WHAT THIS TASK INVOLVES » Your copy of the listing should be exact and should contain no pictures.

┌─ PROVIDED MATERIAL

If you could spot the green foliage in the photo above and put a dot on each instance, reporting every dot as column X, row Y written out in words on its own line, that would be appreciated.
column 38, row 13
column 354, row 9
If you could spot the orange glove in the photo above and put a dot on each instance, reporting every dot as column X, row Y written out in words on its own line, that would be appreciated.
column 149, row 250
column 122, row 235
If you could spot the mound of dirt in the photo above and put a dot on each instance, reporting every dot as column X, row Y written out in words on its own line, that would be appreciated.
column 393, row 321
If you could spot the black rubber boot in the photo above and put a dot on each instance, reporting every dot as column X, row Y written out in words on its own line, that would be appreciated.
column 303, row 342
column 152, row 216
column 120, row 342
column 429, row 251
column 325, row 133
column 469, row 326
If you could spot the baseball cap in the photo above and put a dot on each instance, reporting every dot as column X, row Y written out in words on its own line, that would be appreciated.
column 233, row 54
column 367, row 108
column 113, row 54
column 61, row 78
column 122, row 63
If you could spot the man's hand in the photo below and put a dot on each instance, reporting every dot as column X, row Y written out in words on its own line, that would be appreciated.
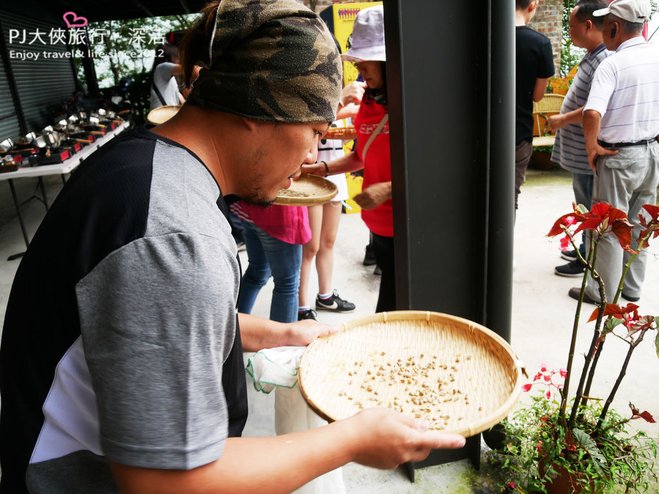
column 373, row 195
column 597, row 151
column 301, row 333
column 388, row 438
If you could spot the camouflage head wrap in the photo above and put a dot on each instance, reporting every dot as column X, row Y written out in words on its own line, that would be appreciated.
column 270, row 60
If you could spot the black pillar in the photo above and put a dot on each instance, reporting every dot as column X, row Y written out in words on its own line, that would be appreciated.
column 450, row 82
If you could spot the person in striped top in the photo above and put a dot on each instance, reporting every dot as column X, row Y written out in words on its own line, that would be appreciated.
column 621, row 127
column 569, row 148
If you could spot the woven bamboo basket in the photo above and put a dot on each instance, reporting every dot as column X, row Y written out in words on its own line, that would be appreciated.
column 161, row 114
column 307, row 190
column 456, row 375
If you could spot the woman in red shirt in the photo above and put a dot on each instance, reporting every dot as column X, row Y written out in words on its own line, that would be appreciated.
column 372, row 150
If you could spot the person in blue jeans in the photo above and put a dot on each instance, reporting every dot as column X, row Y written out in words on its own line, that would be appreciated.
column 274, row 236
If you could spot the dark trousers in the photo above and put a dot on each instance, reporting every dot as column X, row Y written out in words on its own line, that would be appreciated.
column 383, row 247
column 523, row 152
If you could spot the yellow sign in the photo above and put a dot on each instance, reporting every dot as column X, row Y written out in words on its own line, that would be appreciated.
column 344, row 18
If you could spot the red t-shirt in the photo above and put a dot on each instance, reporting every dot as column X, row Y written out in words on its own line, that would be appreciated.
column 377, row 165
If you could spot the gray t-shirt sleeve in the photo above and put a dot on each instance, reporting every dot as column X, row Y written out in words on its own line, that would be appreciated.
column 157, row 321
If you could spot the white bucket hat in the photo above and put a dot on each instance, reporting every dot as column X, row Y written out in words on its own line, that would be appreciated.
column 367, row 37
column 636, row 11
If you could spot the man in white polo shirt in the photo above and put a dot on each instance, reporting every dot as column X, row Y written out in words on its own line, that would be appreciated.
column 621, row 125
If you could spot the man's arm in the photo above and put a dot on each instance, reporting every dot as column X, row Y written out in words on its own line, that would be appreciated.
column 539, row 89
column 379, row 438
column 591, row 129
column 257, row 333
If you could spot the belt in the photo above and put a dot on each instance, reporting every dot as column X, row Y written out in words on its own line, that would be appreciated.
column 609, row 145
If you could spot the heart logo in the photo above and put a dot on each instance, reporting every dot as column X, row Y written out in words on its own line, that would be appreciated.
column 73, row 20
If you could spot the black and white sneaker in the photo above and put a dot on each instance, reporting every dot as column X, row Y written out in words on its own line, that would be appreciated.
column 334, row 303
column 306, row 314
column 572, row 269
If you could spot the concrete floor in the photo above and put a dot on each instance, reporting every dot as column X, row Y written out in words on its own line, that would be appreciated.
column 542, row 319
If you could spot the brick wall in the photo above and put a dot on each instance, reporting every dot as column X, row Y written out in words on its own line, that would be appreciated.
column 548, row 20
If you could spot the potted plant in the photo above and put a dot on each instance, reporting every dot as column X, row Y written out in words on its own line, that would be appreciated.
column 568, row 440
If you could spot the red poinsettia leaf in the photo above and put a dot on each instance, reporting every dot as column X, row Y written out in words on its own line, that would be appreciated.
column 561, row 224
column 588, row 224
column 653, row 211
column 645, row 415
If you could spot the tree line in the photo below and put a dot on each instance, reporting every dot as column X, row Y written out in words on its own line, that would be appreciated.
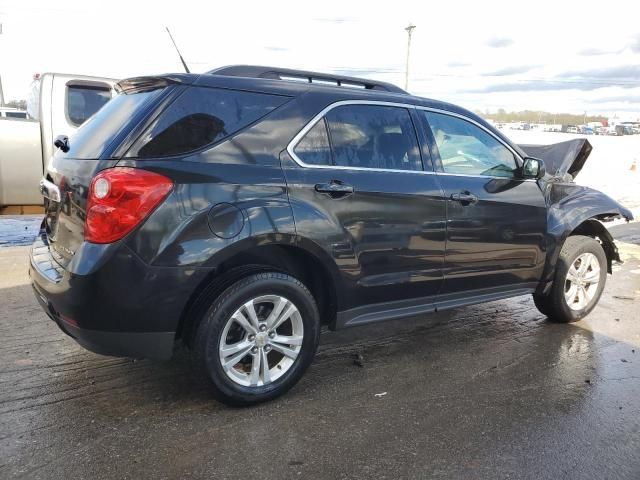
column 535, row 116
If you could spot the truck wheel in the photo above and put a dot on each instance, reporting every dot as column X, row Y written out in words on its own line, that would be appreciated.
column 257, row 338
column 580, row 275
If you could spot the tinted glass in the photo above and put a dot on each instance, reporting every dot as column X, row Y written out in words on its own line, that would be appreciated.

└─

TASK RESPONSE »
If you could spot the green foliage in the photo above and put a dot on each instance, reporting every dot as column X, row Y written out in words on its own line, that would be appreciated.
column 38, row 13
column 354, row 9
If you could spot the orange glove in the photo above and put a dot on each instance, reporting every dot as column X, row Y written out in words on its own line, that would be appreciated.
column 149, row 250
column 122, row 235
If you could spot the mound of dirt in the photo above and put a dot on each instance, reporting every dot as column X, row Y written out in words on its own line, that would be appreciated.
column 393, row 321
If you could spot the black rubber boot in the photo above and put a dot on each instance, reporting every dot as column X, row Y written out in words on its own line, that would be appreciated.
column 303, row 342
column 152, row 216
column 120, row 342
column 429, row 251
column 325, row 133
column 469, row 326
If you could spot the baseball cap in the photo above and put a dot on each instance, reporting every dot as column X, row Y written out in words on its own line, that would be appreciated.
column 233, row 54
column 367, row 108
column 113, row 54
column 61, row 78
column 122, row 63
If you could spot the man's hand in the photo below and put a dot on each instance, reporting every dot as column X, row Y written out in words on its own line, that would be appreciated.
column 373, row 195
column 597, row 151
column 301, row 333
column 388, row 438
If you could spot the camouflage head wrap in the photo above and put a dot on each instance, reporting every dot as column X, row Y written out in words on its own line, that would be appreciated.
column 270, row 60
If you could spot the black pillar in the photo above and put a dot on each instance, reporting every dot as column X, row Y written out in words on its own line, that would be appreciated.
column 450, row 82
If you could spot the person in striped top in the photo above and put a dot on each instance, reporting every dot as column X, row Y written out in words on its own line, that would be appreciated.
column 621, row 127
column 569, row 148
If you could spot the woven bamboo basket in the photo above and put a dot on each instance, reporting every dot as column X, row Y written out in words on its own line, that would be appreciated.
column 161, row 114
column 307, row 190
column 456, row 375
If you could spot the woman in red shirt in the photo above and put a dot on each instance, reporting every dot as column X, row Y written out in words on its own line, that would be appreciated.
column 372, row 150
If you could spot the person in blue jeans in the photo above and put a dot on each instance, reporting every dot as column X, row Y written out in words on its own line, that would be appreciated.
column 274, row 236
If you could spot the dark trousers in the photo above and put a dot on each instance, reporting every dot as column X, row Y written out in words on its own line, that would be appreciated.
column 383, row 247
column 523, row 152
If you could spot the yellow sign in the photo above and put a dot on each instance, reporting every dot as column X, row Y written out in words on its own line, that would be appreciated.
column 344, row 18
If you could spot the red t-shirt in the photo above and put a dot on each instance, reporting every dot as column X, row Y written out in words on its own line, that would be appreciated.
column 377, row 165
If you could spot the gray t-shirt sleeve in the photo above and put a dot on each instance, reporting every dot as column X, row Y written out in words on its own line, that would be appreciated.
column 157, row 321
If you could spot the white bucket hat in the photo above and put a dot on each instance, reporting every dot as column X, row Y written out in words on its own line, that would be appreciated.
column 367, row 37
column 636, row 11
If you could spot the man in white polo shirt in the photo above and put a dot on each instance, reporting every dot as column X, row Y written out in words on its own line, that would be appreciated.
column 621, row 125
If you could spot the man's arm in the photo above and put a dot on each instance, reporting every dot as column X, row Y written out in words on its own line, that would be appreciated.
column 539, row 89
column 379, row 438
column 591, row 129
column 257, row 333
If you could spot the belt in the photo above and put a dot on each instance, reporting every dot as column X, row Y written out in words on its own line, that would be appreciated.
column 609, row 145
If you could spot the heart logo in the photo above and put a dot on each instance, reporting every dot as column X, row Y written out in words on its own line, that would be appreciated.
column 73, row 20
If you could spot the black and white sneaker in the photo above and put a dot on each instance, reporting every dot as column X, row Y written out in words on its own line, that would be appreciated.
column 334, row 303
column 306, row 314
column 572, row 269
If you could spot the concrete floor in the photo above and put a dot on each instance, reporting every dot as column X, row Y written out in words on its own line, that would be appreciated.
column 542, row 319
If you could spot the brick wall in the photo above and put a dot on each instance, reporting every dot as column X, row Y written out in words on its own line, that would be appreciated.
column 548, row 20
If you could spot the potted plant in the photo above and put a dot on each instance, reporting every dot as column X, row Y written out in words on its own line, that would be appreciated.
column 568, row 440
If you could spot the red poinsettia leaf in the photo above and put a dot on each instance, reporting every dot as column X, row Y written out in words on its own line, that would be appreciated.
column 561, row 224
column 588, row 224
column 653, row 211
column 645, row 415
If you could spot the tree line in the photo below and put a dot on each instance, reporting every dot as column X, row Y written out in words on its own line, that would be appreciated.
column 535, row 116
If you could spot the truck wheel in the photo above and put a dot on each instance, reporting every dot as column X, row Y written out in words on its own line, that would be appreciated.
column 257, row 338
column 580, row 275
If you could spot the tinted glass in the photo above and put a dot on each instance, reporting every dot as column X, row Y written out in words on its own line, that would be appreciated.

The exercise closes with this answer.